* **EXERCISE DETAILS**
Could you write out the records below exactly, without omitting a line?

* **DATASET EXCERPTS**
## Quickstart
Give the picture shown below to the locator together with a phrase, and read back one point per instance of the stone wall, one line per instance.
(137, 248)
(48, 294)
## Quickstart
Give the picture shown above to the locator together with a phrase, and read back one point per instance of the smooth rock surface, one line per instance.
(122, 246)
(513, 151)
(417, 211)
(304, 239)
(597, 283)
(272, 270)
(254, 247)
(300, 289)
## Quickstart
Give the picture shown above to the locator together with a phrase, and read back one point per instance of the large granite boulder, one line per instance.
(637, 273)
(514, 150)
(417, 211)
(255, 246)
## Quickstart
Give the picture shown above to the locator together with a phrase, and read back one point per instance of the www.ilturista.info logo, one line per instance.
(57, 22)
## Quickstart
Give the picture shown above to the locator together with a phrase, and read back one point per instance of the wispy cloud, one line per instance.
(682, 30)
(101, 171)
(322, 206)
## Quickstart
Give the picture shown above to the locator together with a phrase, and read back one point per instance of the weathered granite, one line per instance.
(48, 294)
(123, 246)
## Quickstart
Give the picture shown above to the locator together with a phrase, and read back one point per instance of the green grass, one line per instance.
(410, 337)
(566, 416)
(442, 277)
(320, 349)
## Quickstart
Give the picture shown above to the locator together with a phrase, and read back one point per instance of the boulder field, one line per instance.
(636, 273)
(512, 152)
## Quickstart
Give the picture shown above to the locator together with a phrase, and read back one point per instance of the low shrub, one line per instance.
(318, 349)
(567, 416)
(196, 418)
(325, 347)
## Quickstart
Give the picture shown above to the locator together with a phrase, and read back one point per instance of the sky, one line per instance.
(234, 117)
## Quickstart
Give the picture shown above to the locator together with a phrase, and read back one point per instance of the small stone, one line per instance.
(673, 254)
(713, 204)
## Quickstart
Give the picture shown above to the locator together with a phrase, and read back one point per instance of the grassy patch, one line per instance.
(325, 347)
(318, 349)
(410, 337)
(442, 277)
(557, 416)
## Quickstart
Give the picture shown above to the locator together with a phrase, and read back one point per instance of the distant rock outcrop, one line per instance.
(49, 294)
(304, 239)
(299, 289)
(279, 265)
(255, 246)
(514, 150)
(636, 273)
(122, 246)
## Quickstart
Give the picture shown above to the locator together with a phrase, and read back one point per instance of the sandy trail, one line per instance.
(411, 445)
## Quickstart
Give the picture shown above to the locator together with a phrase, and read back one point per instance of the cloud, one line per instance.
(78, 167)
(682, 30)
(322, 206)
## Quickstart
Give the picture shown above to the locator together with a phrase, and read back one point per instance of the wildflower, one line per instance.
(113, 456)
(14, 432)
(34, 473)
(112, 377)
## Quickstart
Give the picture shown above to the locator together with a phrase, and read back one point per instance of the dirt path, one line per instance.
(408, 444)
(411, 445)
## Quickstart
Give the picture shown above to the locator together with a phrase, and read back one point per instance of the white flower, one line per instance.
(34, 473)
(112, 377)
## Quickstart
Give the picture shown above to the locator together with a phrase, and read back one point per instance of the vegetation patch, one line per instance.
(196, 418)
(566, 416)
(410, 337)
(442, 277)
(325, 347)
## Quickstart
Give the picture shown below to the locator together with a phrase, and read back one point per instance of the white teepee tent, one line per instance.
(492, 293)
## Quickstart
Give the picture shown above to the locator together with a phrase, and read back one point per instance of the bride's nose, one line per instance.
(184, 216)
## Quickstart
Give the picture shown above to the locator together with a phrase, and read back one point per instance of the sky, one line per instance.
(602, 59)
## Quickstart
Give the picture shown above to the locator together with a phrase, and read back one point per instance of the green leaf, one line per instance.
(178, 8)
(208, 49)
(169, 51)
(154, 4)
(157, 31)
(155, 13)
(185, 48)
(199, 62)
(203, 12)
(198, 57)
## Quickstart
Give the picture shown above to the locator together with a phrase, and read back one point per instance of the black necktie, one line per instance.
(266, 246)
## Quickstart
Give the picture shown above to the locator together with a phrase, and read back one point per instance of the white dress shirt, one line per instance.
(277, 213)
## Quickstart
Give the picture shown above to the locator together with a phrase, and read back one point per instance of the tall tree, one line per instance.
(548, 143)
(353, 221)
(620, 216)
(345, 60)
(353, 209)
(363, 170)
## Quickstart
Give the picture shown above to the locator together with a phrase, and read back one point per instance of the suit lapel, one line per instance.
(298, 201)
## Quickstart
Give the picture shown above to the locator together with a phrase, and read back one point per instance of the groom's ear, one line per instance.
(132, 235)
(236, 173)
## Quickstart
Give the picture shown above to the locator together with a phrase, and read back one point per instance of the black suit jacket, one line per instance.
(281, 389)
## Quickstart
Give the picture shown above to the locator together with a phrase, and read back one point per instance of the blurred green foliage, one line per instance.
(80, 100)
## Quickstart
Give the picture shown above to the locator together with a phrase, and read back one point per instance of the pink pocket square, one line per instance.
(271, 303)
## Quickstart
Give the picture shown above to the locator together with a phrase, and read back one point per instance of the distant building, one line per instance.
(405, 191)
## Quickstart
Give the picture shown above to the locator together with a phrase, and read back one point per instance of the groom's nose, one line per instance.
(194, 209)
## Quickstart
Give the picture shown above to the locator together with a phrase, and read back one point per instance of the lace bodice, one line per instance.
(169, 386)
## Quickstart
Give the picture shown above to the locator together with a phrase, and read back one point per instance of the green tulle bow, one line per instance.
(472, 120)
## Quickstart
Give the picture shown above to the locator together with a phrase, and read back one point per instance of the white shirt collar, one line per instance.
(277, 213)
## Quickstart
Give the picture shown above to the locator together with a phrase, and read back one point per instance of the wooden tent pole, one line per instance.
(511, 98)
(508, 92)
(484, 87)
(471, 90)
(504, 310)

* **OUTPUT FOR THIS TASK**
## Quickstart
Give the picture shown below to the locator together with a phrase, and read back one point per instance of the stone wall, one line per instance.
(137, 248)
(48, 294)
## Quickstart
Give the picture shown above to the locator together with a phrase, and read back one point per instance of the smooth rock surface, one line per instance.
(122, 246)
(513, 151)
(417, 211)
(304, 239)
(597, 283)
(272, 270)
(254, 247)
(300, 289)
## Quickstart
Give the picture shown above to the locator together with a phrase, and read back one point per instance of the large granite boulder, one line per instance.
(637, 273)
(514, 150)
(417, 211)
(255, 246)
## Quickstart
Give the picture shown above to the locator together with a phrase, and read back one point per instance of the www.ilturista.info logo, one line per instance.
(57, 22)
## Quickstart
Give the picture shown above to the locator together with a phrase, and read back one point per instance of the wispy cloud, one line per instance.
(682, 30)
(101, 171)
(322, 206)
## Quickstart
Give the picture shown above to the locator together with a phrase, and read back one point per instance of the weathered granite, one line per instance.
(48, 294)
(123, 246)
## Quickstart
Give the picture shown above to the locator together with a phrase, and read back one point per instance of the green grass, one line per instance.
(410, 337)
(566, 416)
(442, 277)
(320, 349)
## Quickstart
Give the picture shown above to the locator together with a phrase, and read back one point per instance of the boulder field, one line per instance.
(636, 273)
(512, 152)
## Quickstart
Give the picture shown above to the locator together with a phrase, and read back one point per instance of the low shrub, one line per instance.
(318, 349)
(567, 416)
(196, 418)
(325, 347)
## Quickstart
Give the picture shown above to the locator together with a phrase, and read back one point per instance of the sky, one line per instance.
(234, 117)
## Quickstart
Give the picture shown above to the locator together with a phrase, and read back one point per instance of the small stone, one line per instance.
(673, 254)
(713, 204)
## Quickstart
Give the picture shown above to the locator together with a phrase, and read back one point per instance of the grassy patch, one line per instance.
(325, 347)
(318, 349)
(410, 337)
(442, 277)
(557, 416)
## Quickstart
Give the picture shown above to the locator together with a phrase, and read back one point per instance of the distant rock outcrop, one line per instance.
(49, 294)
(304, 239)
(299, 289)
(279, 265)
(255, 246)
(514, 150)
(636, 273)
(122, 246)
## Quickstart
Give the picture shown above to the locator together with a phrase, and read back one point per instance of the sandy trail, one line per instance.
(411, 445)
## Quickstart
Give the picture shown above to the locator together with a phrase, and read back one point per instance of the cloud, one line per instance.
(78, 167)
(682, 30)
(322, 206)
## Quickstart
Give the picture shown above to the locator together with a phrase, and read back one point per instance of the wildflower, one line per instance.
(113, 456)
(14, 432)
(34, 473)
(112, 377)
## Quickstart
Give the picture shown above to the locator together with a phrase, and read back one point per instance of the dirt path, one line per instance.
(408, 444)
(411, 445)
## Quickstart
Give the picture shown above to the locator together with a phrase, and read back one point per instance of the white flower, one line per instance.
(34, 473)
(112, 377)
## Quickstart
Give the picture shown above to the locator together with a phrase, and read back one point per instance of the vegetation patch, one line per instance.
(196, 418)
(566, 416)
(410, 337)
(442, 277)
(325, 347)
## Quickstart
Give the picture shown below to the locator together with a phrase, and read back one point per instance of the white teepee tent, one line per instance.
(492, 293)
## Quickstart
Give the picture shown above to the locator together with a phrase, and read back one point per instance of the bride's nose, one line per instance.
(184, 216)
## Quickstart
Give the picture shown above to the locator together with a phrase, and read back one point per instance of the sky, one line per instance.
(602, 59)
## Quickstart
Give the picture shown above to the locator together with a phrase, and read back one point per instance of the green leaf, one line per instance.
(178, 8)
(208, 49)
(169, 51)
(154, 4)
(157, 31)
(155, 13)
(185, 48)
(199, 62)
(203, 12)
(198, 57)
## Quickstart
Give the picture shown above to the locator together with a phrase, and read back one point per instance of the black necktie, one line per instance.
(266, 246)
## Quickstart
Give the picture shown above to the locator together with a phrase, and read back one point per instance of the white dress shirt, one line per instance.
(277, 213)
## Quickstart
Give the picture shown above to the locator together with a phrase, and read back one point per instance of the tall tree, one line per instance.
(548, 143)
(353, 221)
(620, 216)
(345, 60)
(353, 209)
(363, 170)
## Quickstart
Give the picture shown above to the locator together with a phrase, and read back one point per instance of the suit lapel, one line per instance.
(298, 201)
## Quickstart
Give the picture shown above to the locator together with a phrase, and read back one point per instance of the groom's ear, one line per instance.
(132, 235)
(236, 173)
## Quickstart
Give the picture shown above to the locator together with a phrase, and read back one point per instance of the black suit jacket, one line per instance.
(281, 389)
## Quickstart
Give the picture shown above to the locator together with a phrase, and read back one point per instance of the blurred green foliage, one line per instance.
(80, 100)
## Quickstart
Give the picture shown above to the locator together with a phrase, and read back one point per instance of the pink pocket square, one line per instance.
(271, 303)
## Quickstart
Give the picture shown above to the locator together with a phrase, and read back one point per instance of the distant building, one line per instance.
(405, 191)
## Quickstart
Give the picture shown above to the locator together with a phrase, and read back one point per instance of the groom's nose, one line per instance.
(194, 209)
## Quickstart
Give the picture shown above to the locator together with a phrase, and read back one point per instance of the lace bodice, one line per instance.
(169, 386)
## Quickstart
Give the picture shown above to the locator together with a phrase, and read back one point per instance of the green tulle bow, one line per instance.
(472, 120)
## Quickstart
Give the picture shown above to the locator together with a phrase, and read back one point per instance of the white shirt collar, one line per instance.
(277, 213)
## Quickstart
Give the picture shown above to the locator together with a phrase, and read back one point per instance of the wooden tent pole, one line per instance.
(511, 98)
(508, 92)
(484, 87)
(471, 90)
(504, 310)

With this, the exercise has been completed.